# Reading text
%%

The Auction of Contracts by Consumer Groups and the Effect on Market Power

Abstract

This article discusses the auctioning of financial contracts by aggregations of consumers who aim to reduce the spot price of a concentrated industry’s product; this is a frequent arrangement in electricity markets. The contracts' underlying asset is the product; the auctions' bidding variable is the strike price; and the bidders are the producers. Using a three-stage complete-information game, we show that when all consumers belong to some group, in the subgame perfect Nash equilibrium, each group fully hedges its consumption, and total output reaches its efficient level. Otherwise, each group over-hedges its consumption, and total production is below the efficiency level.

%%

# Parts of the exercise
A: Say whether each statement below agrees with the abstract on contract auctions, answering yes or no and quoting the words of the abstract that decide it. (i) The bidders in the auctions are the producers. (ii) The bidding variable in the auctions is the quantity of the product. (iii) When not every consumer belongs to a group, total production rises above the efficient level.
B: Write out the abstract on contract auctions word for word, from "This article discusses" down to "the efficiency level.".
The data that follow are not needed for anything here.

# Listed entries
%%

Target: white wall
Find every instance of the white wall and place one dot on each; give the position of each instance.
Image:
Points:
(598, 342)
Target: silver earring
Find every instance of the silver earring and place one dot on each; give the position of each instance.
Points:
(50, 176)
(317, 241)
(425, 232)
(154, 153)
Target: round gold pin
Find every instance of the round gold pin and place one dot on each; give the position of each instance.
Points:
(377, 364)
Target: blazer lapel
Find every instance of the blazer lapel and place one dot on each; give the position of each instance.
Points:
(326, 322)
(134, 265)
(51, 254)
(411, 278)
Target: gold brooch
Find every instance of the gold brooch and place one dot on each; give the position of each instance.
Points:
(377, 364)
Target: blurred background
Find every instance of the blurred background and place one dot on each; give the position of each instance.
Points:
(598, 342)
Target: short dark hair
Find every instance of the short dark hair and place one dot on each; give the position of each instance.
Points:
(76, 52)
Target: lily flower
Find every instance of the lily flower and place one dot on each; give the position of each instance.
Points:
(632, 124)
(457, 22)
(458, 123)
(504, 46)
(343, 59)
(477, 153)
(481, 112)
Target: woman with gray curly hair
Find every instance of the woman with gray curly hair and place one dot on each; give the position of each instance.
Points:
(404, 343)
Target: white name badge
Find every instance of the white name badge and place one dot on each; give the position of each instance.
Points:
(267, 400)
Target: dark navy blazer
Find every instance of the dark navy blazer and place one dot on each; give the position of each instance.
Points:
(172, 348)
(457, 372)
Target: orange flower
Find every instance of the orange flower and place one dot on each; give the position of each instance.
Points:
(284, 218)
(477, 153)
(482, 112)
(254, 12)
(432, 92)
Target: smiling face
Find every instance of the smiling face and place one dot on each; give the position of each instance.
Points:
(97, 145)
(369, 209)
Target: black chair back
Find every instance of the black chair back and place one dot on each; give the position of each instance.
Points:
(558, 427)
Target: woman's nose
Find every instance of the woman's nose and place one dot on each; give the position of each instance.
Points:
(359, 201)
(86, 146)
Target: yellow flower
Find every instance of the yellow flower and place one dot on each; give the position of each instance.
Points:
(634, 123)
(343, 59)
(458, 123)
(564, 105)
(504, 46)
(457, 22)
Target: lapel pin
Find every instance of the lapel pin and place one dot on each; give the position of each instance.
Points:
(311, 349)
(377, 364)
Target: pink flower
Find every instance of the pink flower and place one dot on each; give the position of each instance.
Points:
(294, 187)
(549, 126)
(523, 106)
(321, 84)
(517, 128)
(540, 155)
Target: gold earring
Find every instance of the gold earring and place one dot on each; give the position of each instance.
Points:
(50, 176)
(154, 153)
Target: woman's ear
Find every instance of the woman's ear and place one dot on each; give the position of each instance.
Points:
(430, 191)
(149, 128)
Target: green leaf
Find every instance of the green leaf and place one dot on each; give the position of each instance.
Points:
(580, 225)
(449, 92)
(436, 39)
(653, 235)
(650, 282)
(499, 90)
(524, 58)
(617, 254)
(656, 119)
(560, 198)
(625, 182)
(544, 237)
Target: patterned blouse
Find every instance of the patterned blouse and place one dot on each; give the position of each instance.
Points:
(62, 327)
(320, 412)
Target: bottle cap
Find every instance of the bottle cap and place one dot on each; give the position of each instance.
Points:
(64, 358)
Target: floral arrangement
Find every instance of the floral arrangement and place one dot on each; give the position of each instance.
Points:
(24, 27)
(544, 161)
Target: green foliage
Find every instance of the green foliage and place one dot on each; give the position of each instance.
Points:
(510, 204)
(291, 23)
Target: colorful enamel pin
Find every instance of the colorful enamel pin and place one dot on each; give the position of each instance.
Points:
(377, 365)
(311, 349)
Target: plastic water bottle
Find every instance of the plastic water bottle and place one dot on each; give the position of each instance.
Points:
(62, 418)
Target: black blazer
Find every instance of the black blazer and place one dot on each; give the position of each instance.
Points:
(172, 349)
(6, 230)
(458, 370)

%%

# Solutions to the tasks
A:
(i) Yes: "the bidders are the producers"
(ii) No: "the auctions' bidding variable is the strike price"
(iii) No: "total production is below the efficiency level"

B:
This article discusses the auctioning of financial contracts by aggregations of consumers who aim to reduce the spot price of a concentrated industry’s product; this is a frequent arrangement in electricity markets. The contracts' underlying asset is the product; the auctions' bidding variable is the strike price; and the bidders are the producers. Using a three-stage complete-information game, we show that when all consumers belong to some group, in the subgame perfect Nash equilibrium, each group fully hedges its consumption, and total output reaches its efficient level. Otherwise, each group over-hedges its consumption, and total production is below the efficiency level.